▸ **TEXT EXCERPT**:
— start —
# Car speakers for home audio use



## oldsch00l (Dec 21, 2009)

Guys, 

I am need of a little help here. 
I had to rip out my system from my former car.
I have the following from the system

3 10" alumapro subs
1 pair of MB quart QSD
1 pair of MB quart reference speakers. 

Would it be worth the while to make cabinets for theses speakers and turn them into a home audio setup?

Thanks in advance


----------



## azngotskills (Feb 24, 2006)

sure, why not?


----------



## m3gunner (Aug 6, 2008)

Only note: Most car drivers are rated at 4 ohms. Make sure that whatever you use at home to drive them is also rated to drive a 4 ohm load.


----------



## zoomer (Aug 2, 2009)

yes you can. I would suggest using the better of the pair of coaxials. Without having T/S parameters I suggest staying away from any ported box but rather put them in a sealed box. say 1/2 to 1 cubic foot. As for the subs. well. thru this most car subs wont work well at home because they make use of low freequency car gain and will cutof at about 40-50 Hz in your home. To make them go lower you will need TS parameters and and a sub design box, plus an external amp etc.. I suggest you find a used sub on ebay or craigslist.. or go to your local electronics discount shop or website. and pick something up for a couple of hundred or less.


----------



## jimbno1 (Apr 14, 2008)

Or do a 3-way with the alumapro 10 as a bass driver. Sell the third.


----------



## zoomer (Aug 2, 2009)

jimbno1 said:


> Or do a 3-way with the alumapro 10 as a bass driver. Sell the third.
— end —
▸ **Lines from a pointing dataset**:
— start —
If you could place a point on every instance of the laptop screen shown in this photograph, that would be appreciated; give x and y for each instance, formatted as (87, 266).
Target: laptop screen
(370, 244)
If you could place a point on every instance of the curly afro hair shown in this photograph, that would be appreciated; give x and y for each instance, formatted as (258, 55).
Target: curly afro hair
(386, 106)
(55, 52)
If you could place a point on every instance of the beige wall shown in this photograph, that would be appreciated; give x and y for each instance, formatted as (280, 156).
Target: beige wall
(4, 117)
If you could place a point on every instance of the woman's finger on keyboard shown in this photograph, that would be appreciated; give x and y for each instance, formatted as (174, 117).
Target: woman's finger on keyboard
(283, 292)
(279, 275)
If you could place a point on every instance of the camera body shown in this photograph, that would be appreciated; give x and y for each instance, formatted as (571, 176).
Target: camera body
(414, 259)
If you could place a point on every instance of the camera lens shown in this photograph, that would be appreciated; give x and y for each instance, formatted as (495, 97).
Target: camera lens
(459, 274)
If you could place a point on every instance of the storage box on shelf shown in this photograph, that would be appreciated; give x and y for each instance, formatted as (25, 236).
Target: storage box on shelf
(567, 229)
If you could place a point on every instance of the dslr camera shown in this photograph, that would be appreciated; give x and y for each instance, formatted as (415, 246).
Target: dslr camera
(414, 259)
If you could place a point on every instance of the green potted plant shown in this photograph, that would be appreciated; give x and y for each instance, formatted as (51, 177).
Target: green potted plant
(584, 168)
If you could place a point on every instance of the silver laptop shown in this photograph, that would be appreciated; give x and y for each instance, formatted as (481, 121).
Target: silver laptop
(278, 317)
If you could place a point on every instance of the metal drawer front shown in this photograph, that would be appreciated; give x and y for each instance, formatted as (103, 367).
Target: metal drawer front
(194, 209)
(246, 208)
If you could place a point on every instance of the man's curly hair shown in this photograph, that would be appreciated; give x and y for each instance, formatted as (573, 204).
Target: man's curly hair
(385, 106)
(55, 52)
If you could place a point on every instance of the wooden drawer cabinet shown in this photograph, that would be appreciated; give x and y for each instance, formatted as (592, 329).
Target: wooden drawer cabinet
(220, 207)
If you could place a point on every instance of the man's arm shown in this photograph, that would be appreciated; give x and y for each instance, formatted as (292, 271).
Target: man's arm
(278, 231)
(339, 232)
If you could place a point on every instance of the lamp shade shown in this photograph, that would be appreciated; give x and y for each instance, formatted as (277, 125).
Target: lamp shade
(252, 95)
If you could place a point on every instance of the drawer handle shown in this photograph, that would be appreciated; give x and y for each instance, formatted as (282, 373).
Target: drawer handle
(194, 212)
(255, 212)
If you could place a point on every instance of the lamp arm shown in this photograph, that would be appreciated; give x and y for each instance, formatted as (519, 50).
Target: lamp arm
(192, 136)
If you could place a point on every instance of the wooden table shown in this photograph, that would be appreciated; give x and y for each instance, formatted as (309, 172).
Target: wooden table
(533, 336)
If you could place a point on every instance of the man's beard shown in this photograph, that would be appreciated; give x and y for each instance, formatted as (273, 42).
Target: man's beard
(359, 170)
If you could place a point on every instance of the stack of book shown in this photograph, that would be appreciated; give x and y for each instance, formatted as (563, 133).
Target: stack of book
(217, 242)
— end —
Write out, word for word, the stretch of the thread on car speakers for home audio from "I have the following" through "home audio setup?".

▸ **FINAL RESULT**:
I have the following from the system

3 10" alumapro subs
1 pair of MB quart QSD
1 pair of MB quart reference speakers. 

Would it be worth the while to make cabinets for theses speakers and turn them into a home audio setup?